# Quoted text
##############################

Atheist’s moral dilemmas

Reading Time: 3 minutes

By Cameron Simek

Opinions Editor

Atheism is a hard concept for some to understand. The basic definition of Atheism is the theory or belief that God doesn’t exist. It seems like a simple enough definition, but the mere thought of it seems to confuse people. Verifiable facts, and the quest for discovery, both personal and universal, guide those who have decided there is no higher power. Morality, when looked at through the eyes of an Atheist becomes complicated, due simply to the fact that we make decisions without being guided by any ancient Deity.

It has been said that mankind would crumble into the abyss without religion. People need edicts to know how to properly live and what choices to make for the benefit of their fellow man, but these choices can also be made with a small amount of common sense and some reason.

##############################

# Extracted records
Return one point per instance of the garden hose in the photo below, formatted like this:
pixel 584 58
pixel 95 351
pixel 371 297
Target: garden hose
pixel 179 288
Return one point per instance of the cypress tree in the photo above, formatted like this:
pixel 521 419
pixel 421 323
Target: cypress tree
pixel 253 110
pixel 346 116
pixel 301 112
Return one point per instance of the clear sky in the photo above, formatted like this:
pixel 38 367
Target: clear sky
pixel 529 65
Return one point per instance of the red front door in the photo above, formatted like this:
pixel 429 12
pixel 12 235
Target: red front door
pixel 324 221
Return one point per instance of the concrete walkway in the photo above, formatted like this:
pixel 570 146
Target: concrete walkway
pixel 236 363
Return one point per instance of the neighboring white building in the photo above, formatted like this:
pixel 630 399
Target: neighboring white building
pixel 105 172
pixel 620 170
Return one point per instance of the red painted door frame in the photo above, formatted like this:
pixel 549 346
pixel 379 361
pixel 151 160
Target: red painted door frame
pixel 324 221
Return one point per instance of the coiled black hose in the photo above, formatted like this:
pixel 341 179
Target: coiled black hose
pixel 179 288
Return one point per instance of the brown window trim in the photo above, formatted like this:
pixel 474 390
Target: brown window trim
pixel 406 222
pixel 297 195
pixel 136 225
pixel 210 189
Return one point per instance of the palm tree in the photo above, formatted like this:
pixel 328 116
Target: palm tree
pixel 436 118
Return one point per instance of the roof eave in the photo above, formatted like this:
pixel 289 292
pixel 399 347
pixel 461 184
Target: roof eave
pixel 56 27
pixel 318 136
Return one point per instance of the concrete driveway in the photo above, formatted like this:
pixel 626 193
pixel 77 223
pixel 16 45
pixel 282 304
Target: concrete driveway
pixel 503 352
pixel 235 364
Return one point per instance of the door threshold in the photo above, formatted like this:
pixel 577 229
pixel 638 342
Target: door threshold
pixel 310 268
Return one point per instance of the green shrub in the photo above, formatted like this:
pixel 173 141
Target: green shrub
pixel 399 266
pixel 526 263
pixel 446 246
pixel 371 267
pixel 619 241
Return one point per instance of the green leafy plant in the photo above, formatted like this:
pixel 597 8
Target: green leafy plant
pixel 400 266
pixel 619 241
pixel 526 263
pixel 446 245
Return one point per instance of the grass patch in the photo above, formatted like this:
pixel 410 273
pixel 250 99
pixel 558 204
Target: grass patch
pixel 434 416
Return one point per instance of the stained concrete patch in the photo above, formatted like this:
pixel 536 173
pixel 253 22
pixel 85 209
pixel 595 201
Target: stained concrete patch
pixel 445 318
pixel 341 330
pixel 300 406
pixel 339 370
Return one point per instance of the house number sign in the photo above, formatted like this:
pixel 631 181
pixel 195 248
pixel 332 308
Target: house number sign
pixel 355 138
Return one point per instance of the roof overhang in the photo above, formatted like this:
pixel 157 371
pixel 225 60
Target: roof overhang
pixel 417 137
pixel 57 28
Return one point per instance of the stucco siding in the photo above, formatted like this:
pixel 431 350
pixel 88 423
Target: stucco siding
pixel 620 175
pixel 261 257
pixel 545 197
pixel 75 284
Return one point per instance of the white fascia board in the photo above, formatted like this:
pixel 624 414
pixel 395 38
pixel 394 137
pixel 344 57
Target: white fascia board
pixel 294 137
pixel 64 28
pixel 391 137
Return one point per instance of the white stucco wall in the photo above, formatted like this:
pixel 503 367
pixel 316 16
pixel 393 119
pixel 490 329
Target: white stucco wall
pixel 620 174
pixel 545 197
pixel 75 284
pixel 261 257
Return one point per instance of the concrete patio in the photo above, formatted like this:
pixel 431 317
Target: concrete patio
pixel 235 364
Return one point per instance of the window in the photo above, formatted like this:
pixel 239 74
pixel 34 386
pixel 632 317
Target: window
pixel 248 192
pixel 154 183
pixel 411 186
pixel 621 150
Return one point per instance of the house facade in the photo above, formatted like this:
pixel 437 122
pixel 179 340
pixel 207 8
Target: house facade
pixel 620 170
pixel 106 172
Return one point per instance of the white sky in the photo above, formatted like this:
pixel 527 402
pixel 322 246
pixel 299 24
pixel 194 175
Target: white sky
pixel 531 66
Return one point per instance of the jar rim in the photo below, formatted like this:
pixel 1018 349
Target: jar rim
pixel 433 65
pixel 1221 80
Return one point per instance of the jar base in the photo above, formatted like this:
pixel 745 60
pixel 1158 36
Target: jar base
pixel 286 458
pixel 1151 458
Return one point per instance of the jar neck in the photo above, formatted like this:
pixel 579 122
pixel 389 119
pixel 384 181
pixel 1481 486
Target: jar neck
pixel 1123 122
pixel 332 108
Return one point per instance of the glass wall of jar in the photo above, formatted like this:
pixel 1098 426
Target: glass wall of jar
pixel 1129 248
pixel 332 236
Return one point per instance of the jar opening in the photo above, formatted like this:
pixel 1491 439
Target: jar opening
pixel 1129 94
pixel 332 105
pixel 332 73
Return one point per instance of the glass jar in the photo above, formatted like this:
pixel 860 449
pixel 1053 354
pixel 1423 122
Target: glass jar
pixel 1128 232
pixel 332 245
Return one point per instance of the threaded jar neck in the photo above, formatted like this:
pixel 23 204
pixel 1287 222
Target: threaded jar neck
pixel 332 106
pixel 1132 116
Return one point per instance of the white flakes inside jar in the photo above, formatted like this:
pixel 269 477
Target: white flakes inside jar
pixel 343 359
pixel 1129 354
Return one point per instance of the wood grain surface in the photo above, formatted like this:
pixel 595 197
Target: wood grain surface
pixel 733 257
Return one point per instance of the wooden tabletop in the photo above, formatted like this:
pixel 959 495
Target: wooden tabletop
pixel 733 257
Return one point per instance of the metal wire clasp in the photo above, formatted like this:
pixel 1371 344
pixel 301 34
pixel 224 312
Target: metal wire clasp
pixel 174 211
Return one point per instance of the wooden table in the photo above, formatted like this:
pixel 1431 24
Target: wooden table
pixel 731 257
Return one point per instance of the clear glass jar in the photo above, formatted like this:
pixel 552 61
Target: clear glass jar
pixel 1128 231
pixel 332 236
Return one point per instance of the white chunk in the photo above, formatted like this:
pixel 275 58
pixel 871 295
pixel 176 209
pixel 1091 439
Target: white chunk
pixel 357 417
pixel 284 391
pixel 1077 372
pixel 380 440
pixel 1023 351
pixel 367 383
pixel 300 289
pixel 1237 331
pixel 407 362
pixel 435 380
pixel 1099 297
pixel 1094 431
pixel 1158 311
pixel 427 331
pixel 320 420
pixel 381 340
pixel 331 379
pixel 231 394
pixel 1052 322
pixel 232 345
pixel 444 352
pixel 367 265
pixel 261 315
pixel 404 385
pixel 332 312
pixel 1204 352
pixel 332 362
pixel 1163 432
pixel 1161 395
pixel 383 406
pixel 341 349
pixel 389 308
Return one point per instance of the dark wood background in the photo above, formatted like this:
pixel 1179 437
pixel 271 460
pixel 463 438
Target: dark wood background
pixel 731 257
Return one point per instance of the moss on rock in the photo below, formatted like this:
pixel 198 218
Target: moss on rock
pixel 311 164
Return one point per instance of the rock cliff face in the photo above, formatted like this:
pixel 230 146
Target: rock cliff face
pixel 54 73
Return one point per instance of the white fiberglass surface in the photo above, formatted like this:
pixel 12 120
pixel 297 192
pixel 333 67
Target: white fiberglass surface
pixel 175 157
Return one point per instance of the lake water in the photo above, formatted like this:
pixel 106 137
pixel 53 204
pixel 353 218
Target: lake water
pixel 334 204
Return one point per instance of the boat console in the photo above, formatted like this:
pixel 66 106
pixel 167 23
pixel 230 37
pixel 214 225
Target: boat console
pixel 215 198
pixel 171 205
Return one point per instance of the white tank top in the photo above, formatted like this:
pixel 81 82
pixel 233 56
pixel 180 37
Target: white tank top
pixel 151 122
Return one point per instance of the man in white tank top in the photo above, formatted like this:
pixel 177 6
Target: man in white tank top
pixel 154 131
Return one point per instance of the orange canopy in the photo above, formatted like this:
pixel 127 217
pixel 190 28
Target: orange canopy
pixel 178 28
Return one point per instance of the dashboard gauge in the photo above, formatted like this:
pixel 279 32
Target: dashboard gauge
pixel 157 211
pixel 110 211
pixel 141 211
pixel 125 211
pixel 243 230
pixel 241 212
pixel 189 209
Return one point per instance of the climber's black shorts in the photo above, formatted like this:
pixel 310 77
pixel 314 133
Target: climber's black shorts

##############################

# Given request 1
Copy the opinion piece on atheism beginning at the words "Reading Time: 3" and ending after "any ancient Deity.", swapping "Deity" for "Being".
# Given request 2
In the opinion piece on atheism, what is given as the basic definition of Atheism?
# Given request 3
Please translate this sentence from the opinion piece on atheism into Spanish: "Atheism is a hard concept for some to understand."
Rely on the opinion piece on atheism alone.

# Correct answer 1
Reading Time: 3 minutes

By Cameron Simek

Opinions Editor

Atheism is a hard concept for some to understand. The basic definition of Atheism is the theory or belief that God doesn’t exist. It seems like a simple enough definition, but the mere thought of it seems to confuse people. Verifiable facts, and the quest for discovery, both personal and universal, guide those who have decided there is no higher power. Morality, when looked at through the eyes of an Atheist becomes complicated, due simply to the fact that we make decisions without being guided by any ancient Being.

# Correct answer 2
The theory or belief that God doesn't exist.

# Correct answer 3
El ateísmo es un concepto difícil de entender para algunos.